### Objective
Please write out the passage on Ibsen word for word, starting at "I am familiar" and ending at "of the outburst.".

### Document passage
####################

I am familiar with two expressions in his face. The first is the one in which his smile,—his kind, delicate smile, penetrates and animates the mask of his countenance, in which all that is cordial and heartfelt, all that lies deepest in his soul, rises uppermost. Ibsen has a certain tendency to embarrassment, as is apt to be the case with melancholy, serious natures. He has, however, a most charming smile, and through smile, look, and pressure of the hand, he expresses much which he neither could, nor would, clothe in words. And he has a habit, when engaged in conversation, of smiling playfully, with a twinkle of good-natured raillery, as he tosses off some brief, not-at-all-good-natured remark, in which the lovable side of his character is plainly manifested. The smile softens the sharpness of the outburst.
But I am also familiar with another expression in his countenance, one in which impatience, anger, righteous indignation, cutting scorn, impart to it a look of almost cruel austerity, forcibly reminding the observer of the words in his beautiful old poem Terje Vigen:—
"Yet, sometimes, in stormy weather, a kind
Of madness would kindle his eye;—
And few there were then who could courage find
To come Terje Vigen nigh."
This is the expression his poetic soul has most frequently assumed before the world.
Ibsen is by nature a polemic, and his first poetic outburst (Catiline) was at the same time his first declaration of war. From the moment he arrived at years of maturity—which, by the way, was not very early—he has never actually doubted that he, the individual, on one scale, and on the other what is called society—in Ibsen's eyes the embodiment of those who shun the truth, and who are ever on the alert to conceal evils with empty phrases—would balance evenly. He is in the habit of asserting, among many whimsical paradoxes, that in every age there is a certain sum of intelligence for distribution; in the event of some individuals being especially well equipped,—as, for instance, Goethe and Schiller in their day in Germany,—their contemporaries will be all the more stupid in proportion. Ibsen, I may safely assert, is inclined to believe that he has received his endowments at a time when there were very few with whom to divide the sum.

####################

### Stored data
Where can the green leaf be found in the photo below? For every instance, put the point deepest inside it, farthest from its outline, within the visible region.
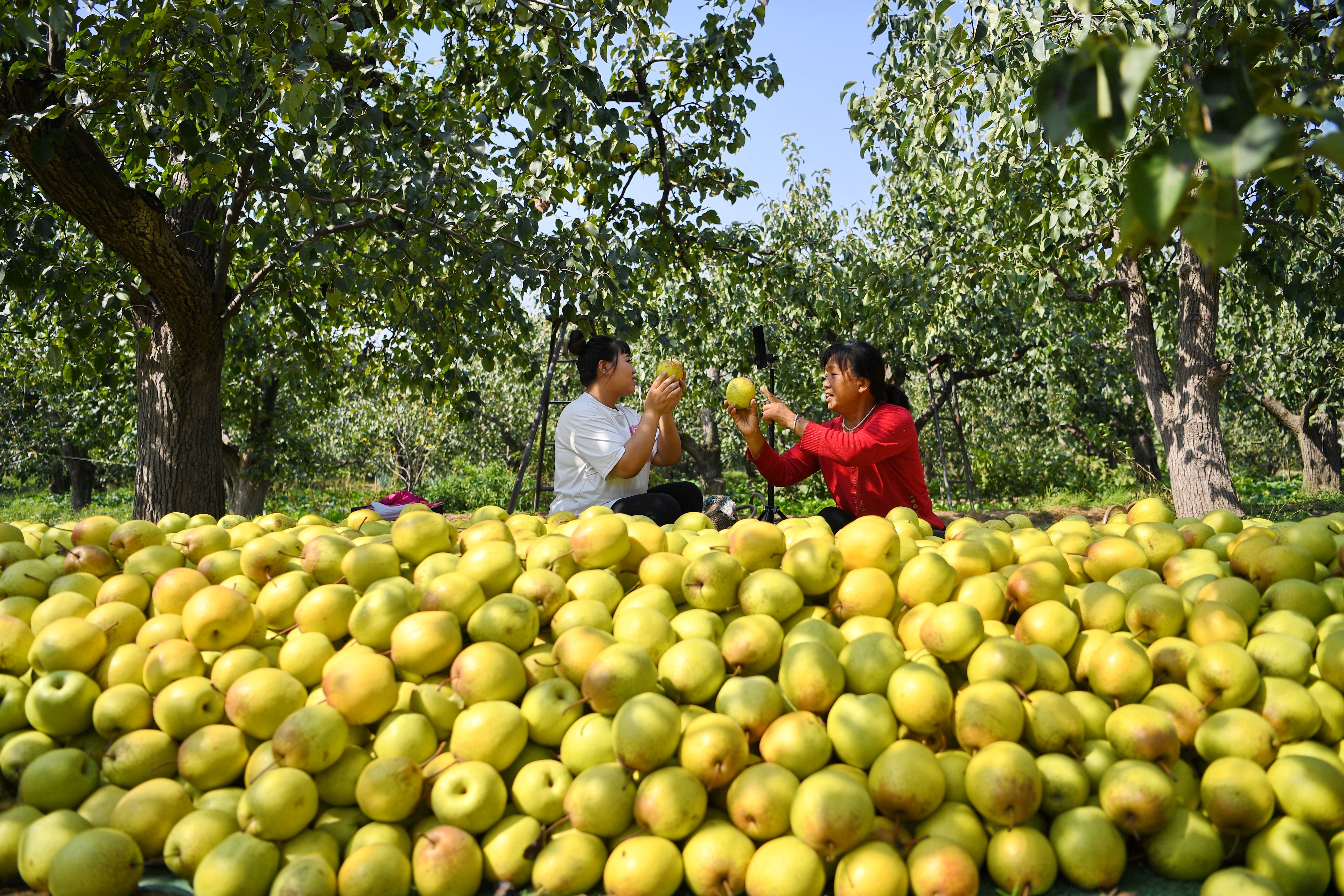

####################

### Response for this exercise
I am familiar with two expressions in his face. The first is the one in which his smile,—his kind, delicate smile, penetrates and animates the mask of his countenance, in which all that is cordial and heartfelt, all that lies deepest in his soul, rises uppermost. Ibsen has a certain tendency to embarrassment, as is apt to be the case with melancholy, serious natures. He has, however, a most charming smile, and through smile, look, and pressure of the hand, he expresses much which he neither could, nor would, clothe in words. And he has a habit, when engaged in conversation, of smiling playfully, with a twinkle of good-natured raillery, as he tosses off some brief, not-at-all-good-natured remark, in which the lovable side of his character is plainly manifested. The smile softens the sharpness of the outburst.